EDIT: Instead of expressing the integral as the imaginary part of another integral, I instead expanded $\sin^{3}(x)$ in terms of complex exponentials and I don't run into problems anymore.
\begin{align} \int_{0}^{\infty} \frac{x^{3}-\sin^{3}(x)}{x^{5}} \ dx &= \frac{1}{2} \int_{-\infty}^{\infty} \frac{x^{3}-\sin^{3}(x)}{x^{5}} \ dx \\ &= \frac{1}{2} \ \int_{-\infty}^{\infty} \frac{x^{3}+\frac{1}{8i}(e^{3ix}-3e^{ix}+3e^{-ix}-e^{-3ix})}{x^{5}} \ dx \\ &= \frac{1}{2} \lim_{\epsilon \to 0^{+}} \ \int_{-\infty}^{\infty} \frac{x^{3}+\frac{1}{8i}(e^{3ix}-3e^{ix}+3e^{-ix}-e^{-3ix})}{(x-i \epsilon)^{5}} \ dx \\ &= \frac{1}{2} \lim_{\epsilon \to 0^{+}} \int_{-\infty}^{\infty} \frac{x^{3}+\frac{1}{8i} (e^{3ix}-3e^{ix})}{(x-i \epsilon)^{5}} + \frac{1}{16i} \lim_{\epsilon \to 0^{+}} \int_{-\infty}^{\infty} \frac{3e^{-ix}-e^{-3ix}}{(x-i \epsilon)^{5}} \ dx \end{align}
Then I integrated $ f(z) = \frac{z^{3}+ \frac{1}{8i}(e^{3iz}-3e^{iz})}{(z-i \epsilon)^{5}}$ around the upper half of $|z|=R$ and $ g(z) = \frac{3e^{-iz}-e^{-3iz}}{(z-i \epsilon)^{5}}$ around the lower half of $|z|=R$ and applied Jordan's lemma.

Parts of the exercise →
**a.** List every distinct complex exponential that appears inside the parentheses in the expansion of $\sin^{3}(x)$ in the integral post.
**b.** Swap "expanded" for "rewrote" and write out the integral post again, starting with "EDIT: Instead of" and going on through "into problems anymore.".

Provided material →
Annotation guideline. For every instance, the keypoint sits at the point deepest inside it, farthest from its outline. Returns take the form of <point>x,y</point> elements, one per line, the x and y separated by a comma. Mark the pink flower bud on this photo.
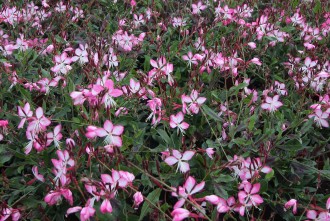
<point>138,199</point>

---

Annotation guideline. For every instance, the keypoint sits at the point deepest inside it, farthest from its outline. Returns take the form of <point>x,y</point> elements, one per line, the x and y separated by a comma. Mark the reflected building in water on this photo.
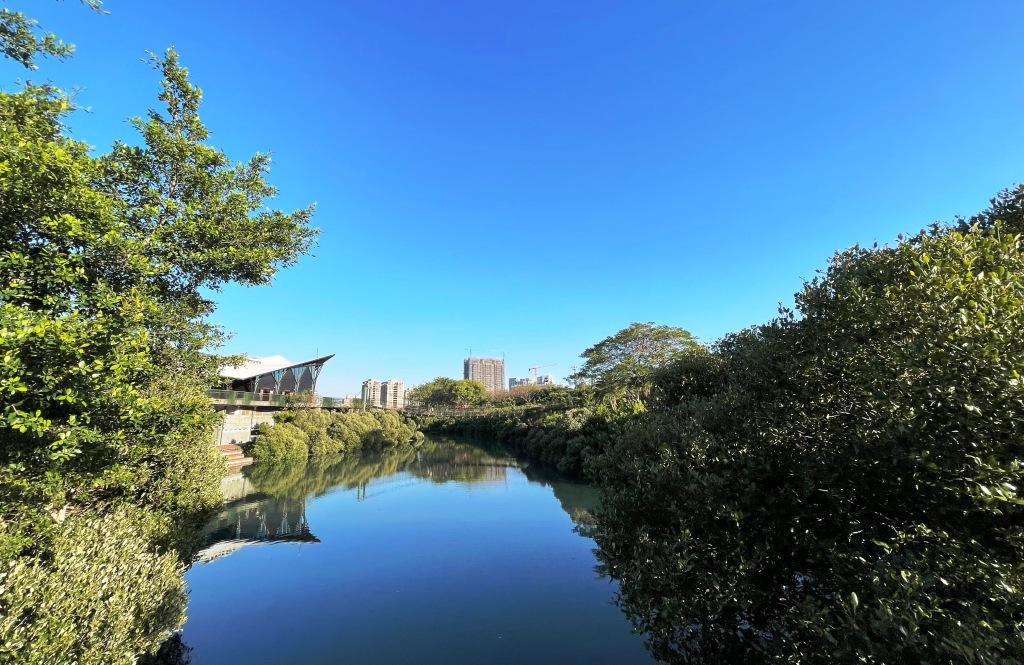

Task-by-task outputs →
**a.** $e^{3ix}$, $e^{ix}$, $e^{-ix}$, $e^{-3ix}$

**b.**
EDIT: Instead of expressing the integral as the imaginary part of another integral, I instead rewrote $\sin^{3}(x)$ in terms of complex exponentials and I don't run into problems anymore.